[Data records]
::::

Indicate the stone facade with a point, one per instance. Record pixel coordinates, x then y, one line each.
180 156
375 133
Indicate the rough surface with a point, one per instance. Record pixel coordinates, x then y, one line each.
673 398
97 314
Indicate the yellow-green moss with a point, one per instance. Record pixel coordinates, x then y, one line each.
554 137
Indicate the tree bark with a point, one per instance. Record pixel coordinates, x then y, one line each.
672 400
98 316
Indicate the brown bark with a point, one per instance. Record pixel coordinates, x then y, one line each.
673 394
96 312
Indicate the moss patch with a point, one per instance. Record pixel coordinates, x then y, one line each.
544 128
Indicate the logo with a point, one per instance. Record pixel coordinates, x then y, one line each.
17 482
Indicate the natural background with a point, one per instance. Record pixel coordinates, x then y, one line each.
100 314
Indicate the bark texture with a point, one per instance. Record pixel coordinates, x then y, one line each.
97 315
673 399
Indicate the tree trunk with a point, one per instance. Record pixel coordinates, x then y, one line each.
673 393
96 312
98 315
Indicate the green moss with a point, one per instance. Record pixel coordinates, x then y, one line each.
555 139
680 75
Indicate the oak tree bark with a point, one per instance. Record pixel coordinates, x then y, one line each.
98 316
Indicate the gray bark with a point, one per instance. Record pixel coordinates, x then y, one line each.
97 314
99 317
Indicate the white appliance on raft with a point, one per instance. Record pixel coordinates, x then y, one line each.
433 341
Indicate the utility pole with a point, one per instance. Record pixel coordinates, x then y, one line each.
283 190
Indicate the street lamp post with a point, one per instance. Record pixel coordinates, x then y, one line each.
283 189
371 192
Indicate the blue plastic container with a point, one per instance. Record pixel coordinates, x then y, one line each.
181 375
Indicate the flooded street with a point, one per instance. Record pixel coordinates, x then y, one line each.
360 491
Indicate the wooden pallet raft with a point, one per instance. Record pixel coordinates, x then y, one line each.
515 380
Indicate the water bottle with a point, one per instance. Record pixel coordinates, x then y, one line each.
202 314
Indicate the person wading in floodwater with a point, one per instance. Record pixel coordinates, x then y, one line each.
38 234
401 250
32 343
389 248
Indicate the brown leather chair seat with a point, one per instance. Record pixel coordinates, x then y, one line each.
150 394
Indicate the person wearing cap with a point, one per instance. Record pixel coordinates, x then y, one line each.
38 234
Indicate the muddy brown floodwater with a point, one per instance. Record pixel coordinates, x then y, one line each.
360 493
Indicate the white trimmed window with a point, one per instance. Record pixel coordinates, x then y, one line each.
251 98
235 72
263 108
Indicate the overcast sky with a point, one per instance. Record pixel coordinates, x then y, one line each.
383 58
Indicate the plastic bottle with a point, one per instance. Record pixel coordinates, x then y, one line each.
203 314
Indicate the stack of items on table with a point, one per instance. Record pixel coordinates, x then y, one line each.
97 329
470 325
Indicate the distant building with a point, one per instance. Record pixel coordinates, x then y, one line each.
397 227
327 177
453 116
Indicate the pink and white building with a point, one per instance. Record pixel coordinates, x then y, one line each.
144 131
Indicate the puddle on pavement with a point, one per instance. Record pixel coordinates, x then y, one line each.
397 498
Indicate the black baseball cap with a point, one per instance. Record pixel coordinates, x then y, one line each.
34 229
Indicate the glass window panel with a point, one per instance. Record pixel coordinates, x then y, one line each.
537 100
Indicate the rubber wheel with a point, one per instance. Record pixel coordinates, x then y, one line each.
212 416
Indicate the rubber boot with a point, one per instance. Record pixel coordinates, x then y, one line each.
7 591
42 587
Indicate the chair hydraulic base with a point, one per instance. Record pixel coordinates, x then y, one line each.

::::

Set problem: Repeat the records above exactly as they appear.

Exercise result:
Indicate the stone facade with a point, one per instance. Record pixel coordinates, x then y, one line each.
180 156
375 133
Indicate the rough surface with a point, one per instance. Record pixel coordinates, x then y, one line each.
673 398
97 314
Indicate the yellow-green moss with a point, one per instance. Record pixel coordinates, x then y, one line each.
554 137
Indicate the tree bark with a point, one per instance. Record pixel coordinates, x then y, one line each.
672 400
98 316
Indicate the brown bark with a point, one per instance. Record pixel coordinates, x then y, one line each.
673 394
96 312
Indicate the moss patch with a point, one per instance. Record pixel coordinates, x then y, one line each.
544 128
Indicate the logo with a point, one per instance. Record pixel coordinates, x then y, one line each.
17 482
Indicate the natural background with a point, one per instance. Record pixel coordinates, x then y, one line each.
100 314
Indicate the bark texture with a point, one per instance. Record pixel coordinates, x then y, one line each.
97 315
673 399
Indicate the tree trunk with a point, one per instance. Record pixel coordinates, x then y, one line each.
673 393
96 312
98 315
Indicate the green moss with a point, one per instance. Record pixel coordinates, x then y, one line each.
555 139
680 75
Indicate the oak tree bark with a point, one per instance. Record pixel coordinates, x then y, one line each.
98 316
Indicate the gray bark with a point, one per instance. Record pixel coordinates, x then y, one line each.
97 314
99 317
Indicate the white appliance on raft with a point, one per instance. Record pixel coordinates, x then y, one line each.
433 341
Indicate the utility pole with a point, one per instance. Record pixel coordinates, x then y, one line each.
283 190
Indicate the street lamp post with a point, one per instance. Record pixel coordinates, x then y, one line each.
283 189
371 192
Indicate the blue plastic container with a point, one per instance. Record pixel coordinates, x then y, one line each.
181 375
Indicate the flooded street with a point, one per instance. Record pixel coordinates, x then y, one line each.
360 491
Indicate the wooden pallet raft with a point, one per instance. Record pixel coordinates, x then y, one line each.
515 380
Indicate the water bottle with a point, one per instance. Record pixel coordinates, x then y, one line each.
202 314
Indicate the person wading in floodwater with a point, one per instance. Record pixel coordinates, x then y, one line each.
38 234
401 250
32 343
389 248
Indicate the brown leather chair seat with a point, one per instance. Record pixel coordinates, x then y, one line each.
150 394
Indicate the person wearing cap with a point, one per instance. Record pixel coordinates, x then y, one line each.
38 234
Indicate the muddy brown floodwater with a point, one per instance. Record pixel coordinates, x then y, one line each.
360 493
Indicate the white trimmed window with a point, one per instance. Record pixel coordinates, x then y, one line each.
251 98
235 72
263 108
Indicate the overcast sky with a point, one per instance. Record pixel coordinates, x then y, one line each.
383 58
Indicate the plastic bottle with a point, one per instance. Record pixel coordinates, x then y, one line each.
203 314
Indicate the stack of items on table with a point, one per instance. Record pixel coordinates, x then y, one line each.
97 329
470 325
Indicate the distant building with a point, one per instance. Record pixel coordinates, x then y, one line each.
397 227
327 177
453 116
Indicate the pink and white building with a point, one per instance. Record pixel coordinates, x then y, one line each.
144 131
Indicate the puddle on pavement with a point, one per instance. Record pixel coordinates, x then y, one line each.
397 498
Indicate the black baseball cap with a point, one per instance. Record pixel coordinates, x then y, one line each.
34 229
Indicate the glass window panel with a point, one per instance. Record pixel coordinates, x then y, one line each.
537 100
Indicate the rubber wheel with a point, one per instance. Record pixel coordinates, x then y, one line each.
212 416
Indicate the rubber boot with a point, one per instance. Record pixel coordinates, x then y, one line each.
7 591
42 587
Indicate the chair hydraulic base with a point, one per instance. Record pixel coordinates, x then y, one line each.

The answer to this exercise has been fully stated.